- [Selected extract]:
Start of Block
The project is not a success.

-The project is the brainchild of the ex-mayor. Who is a business failure. He owes the State payroll taxes.

!He origanally got a promise of $1,250,000 in grant money from the city.

!Now, he wants $5,000,000!

-There was no construction on the project from October 2005 'till March 2006.

The architecture of the project features a zero offset from the main street (the street it is on, so that when you approach the river from the direction of the MAIN road (U.S. 19), you will not see the river. You will only see the businesses. Furthermore, the city of New Port Richey is small. In the "downtown", I don't think there is a building taller that 2 stories. THIS project is going to be 3 stories tall. It is not in scale with the surroundings.

Prior to starting this project, and buying up all the land, and tearing down the buildings, the layout of the building near the river was typical "car-culture" with the building offset from Main St, with some car parking in front. And the small lot directly in the corner of Main St and the river was empty because it is in a flood plain.

Also, prior to this project, it seemed like the city had gotten Fereral money for on of those street improvement projects with fake "old" looking lampposts, etc. One feature of that project involved the narowing of Main ST to have parrallel car parking on Main St (it was 2 lanes going though "downtown" now 1 lane). This included narrowing the bridge accross the river (Pithlachascotee) from 2 lanes to 1 lane, and a large number of "seats" along Main ST that were painted pink and are made of solid cement -- everyone calls them pink cofins. Well to get to the piont of mentioning the pink cofins is: the city asked some artists to paint a cofin apiece. So, one was painted like an old pirates chest, one looked like an aquarium, etc. Whoom -- this project is approved, and the pink cofins returned. The developers had the city janitors repaint the coffins pink.
End of Block
- [Description of the task]: Continue the critique of the New Port Richey riverfront project from the last sentence above.

- [Data extracts]:
Start of Block
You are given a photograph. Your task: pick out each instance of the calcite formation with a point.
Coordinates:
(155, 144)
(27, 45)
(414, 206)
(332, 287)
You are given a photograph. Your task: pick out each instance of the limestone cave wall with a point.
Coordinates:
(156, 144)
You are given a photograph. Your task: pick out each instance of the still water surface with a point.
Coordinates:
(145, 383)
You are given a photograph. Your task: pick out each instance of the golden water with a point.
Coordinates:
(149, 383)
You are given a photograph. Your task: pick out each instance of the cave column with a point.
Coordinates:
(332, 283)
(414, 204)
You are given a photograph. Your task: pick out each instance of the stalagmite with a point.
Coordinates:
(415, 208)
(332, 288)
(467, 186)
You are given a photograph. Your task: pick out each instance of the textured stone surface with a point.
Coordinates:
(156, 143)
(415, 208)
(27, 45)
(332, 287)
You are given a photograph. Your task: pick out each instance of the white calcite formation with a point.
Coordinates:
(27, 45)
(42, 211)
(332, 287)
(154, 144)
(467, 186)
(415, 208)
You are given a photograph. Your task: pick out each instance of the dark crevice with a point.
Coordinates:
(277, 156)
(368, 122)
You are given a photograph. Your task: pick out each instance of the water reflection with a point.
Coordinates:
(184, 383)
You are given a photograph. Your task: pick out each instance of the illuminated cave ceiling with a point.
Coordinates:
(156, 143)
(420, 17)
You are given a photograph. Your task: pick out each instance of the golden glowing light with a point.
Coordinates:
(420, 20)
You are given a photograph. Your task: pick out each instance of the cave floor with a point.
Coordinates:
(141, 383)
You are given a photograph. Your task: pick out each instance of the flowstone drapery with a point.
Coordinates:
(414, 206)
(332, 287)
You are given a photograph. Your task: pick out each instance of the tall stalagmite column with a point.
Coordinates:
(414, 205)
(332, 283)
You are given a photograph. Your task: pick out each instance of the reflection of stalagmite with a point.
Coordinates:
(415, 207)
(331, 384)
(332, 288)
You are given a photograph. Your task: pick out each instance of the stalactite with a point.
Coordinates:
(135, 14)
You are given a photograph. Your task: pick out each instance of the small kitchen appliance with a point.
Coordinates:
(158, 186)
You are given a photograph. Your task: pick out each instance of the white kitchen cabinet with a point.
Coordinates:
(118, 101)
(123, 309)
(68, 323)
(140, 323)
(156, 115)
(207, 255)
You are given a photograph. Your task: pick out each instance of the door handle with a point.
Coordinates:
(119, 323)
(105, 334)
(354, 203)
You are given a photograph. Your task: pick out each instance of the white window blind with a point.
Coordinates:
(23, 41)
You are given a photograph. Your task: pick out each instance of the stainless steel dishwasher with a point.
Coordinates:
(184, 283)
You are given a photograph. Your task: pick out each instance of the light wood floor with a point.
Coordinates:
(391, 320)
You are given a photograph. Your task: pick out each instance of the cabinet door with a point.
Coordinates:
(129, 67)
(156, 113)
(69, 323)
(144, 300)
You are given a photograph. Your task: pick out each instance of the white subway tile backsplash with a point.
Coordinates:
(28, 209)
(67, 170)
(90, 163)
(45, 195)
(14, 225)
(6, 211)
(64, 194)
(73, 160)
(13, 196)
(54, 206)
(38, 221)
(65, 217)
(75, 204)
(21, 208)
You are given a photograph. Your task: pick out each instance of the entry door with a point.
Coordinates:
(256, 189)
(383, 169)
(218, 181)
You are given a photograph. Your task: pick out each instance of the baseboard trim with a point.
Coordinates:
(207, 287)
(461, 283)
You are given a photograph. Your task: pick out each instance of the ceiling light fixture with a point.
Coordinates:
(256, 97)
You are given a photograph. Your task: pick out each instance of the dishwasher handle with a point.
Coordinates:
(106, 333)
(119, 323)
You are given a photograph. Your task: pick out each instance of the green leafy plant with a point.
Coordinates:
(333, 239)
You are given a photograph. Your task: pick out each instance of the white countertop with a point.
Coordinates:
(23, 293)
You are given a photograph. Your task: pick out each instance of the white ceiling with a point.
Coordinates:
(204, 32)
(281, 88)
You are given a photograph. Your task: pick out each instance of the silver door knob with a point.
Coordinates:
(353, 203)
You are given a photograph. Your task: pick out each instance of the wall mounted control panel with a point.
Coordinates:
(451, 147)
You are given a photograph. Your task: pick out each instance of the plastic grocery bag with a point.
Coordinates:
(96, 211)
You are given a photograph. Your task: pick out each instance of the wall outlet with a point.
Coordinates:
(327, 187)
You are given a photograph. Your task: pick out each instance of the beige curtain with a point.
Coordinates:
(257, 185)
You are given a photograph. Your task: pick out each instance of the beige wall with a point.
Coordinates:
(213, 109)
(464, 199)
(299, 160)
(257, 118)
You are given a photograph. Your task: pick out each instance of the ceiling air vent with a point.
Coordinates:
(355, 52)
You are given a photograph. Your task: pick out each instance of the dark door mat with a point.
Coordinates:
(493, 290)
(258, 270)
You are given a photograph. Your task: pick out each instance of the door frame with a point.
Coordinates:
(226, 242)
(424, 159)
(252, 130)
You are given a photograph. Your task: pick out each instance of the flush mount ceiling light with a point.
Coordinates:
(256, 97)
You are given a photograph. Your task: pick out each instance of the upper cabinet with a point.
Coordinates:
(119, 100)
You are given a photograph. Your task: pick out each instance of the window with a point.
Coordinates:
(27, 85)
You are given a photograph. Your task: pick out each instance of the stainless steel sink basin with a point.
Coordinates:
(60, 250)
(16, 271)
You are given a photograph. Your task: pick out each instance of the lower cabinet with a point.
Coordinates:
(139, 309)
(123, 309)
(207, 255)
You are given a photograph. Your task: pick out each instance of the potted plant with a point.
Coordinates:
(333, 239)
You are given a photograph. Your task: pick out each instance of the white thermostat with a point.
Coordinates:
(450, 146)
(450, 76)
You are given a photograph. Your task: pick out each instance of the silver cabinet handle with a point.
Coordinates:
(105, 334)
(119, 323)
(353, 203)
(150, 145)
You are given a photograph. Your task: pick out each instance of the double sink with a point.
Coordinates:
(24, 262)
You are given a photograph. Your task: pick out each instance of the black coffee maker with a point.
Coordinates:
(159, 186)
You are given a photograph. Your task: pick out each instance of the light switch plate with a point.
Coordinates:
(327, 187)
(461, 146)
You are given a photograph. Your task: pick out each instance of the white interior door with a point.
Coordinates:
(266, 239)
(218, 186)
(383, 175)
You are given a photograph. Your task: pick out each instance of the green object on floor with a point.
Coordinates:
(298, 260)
End of Block
- [Exercise result]:
To continue about the $1,250,000 - no make that $5,000,000. From March of this year(2006), after the project had abit more work done on it. the work stoped again. The project had some partial cement block walls built for the retail store fronts. These were (again) right against the sidewalk. So, the ex-mayor went back to the city to ask for more money, now that the old buildings were torn down and the project looked as ugly as you can imagine a half started project can look. In other words, they started building wallls for maximum ugly impact -- right next to Main St, rather than in the back of the lot. So, they were holding the city hostage for the competion of this project.

This is the "cornerstone" of the "redevlopment" of the city. I dispute the need for redevlopment. There were no empty, run down buildings on Main St. I come from Dearborn (an old suburb of Detroit). I know what run down empty buildings are. On top of that, is the notion that the exmayor has to get funding from the city. If this is such a finantially viable project (it on the river by god), shouldn't banks be waiting in line to get in on the action?

One last item.

-The exmayor wont be paying back the city for 15 years.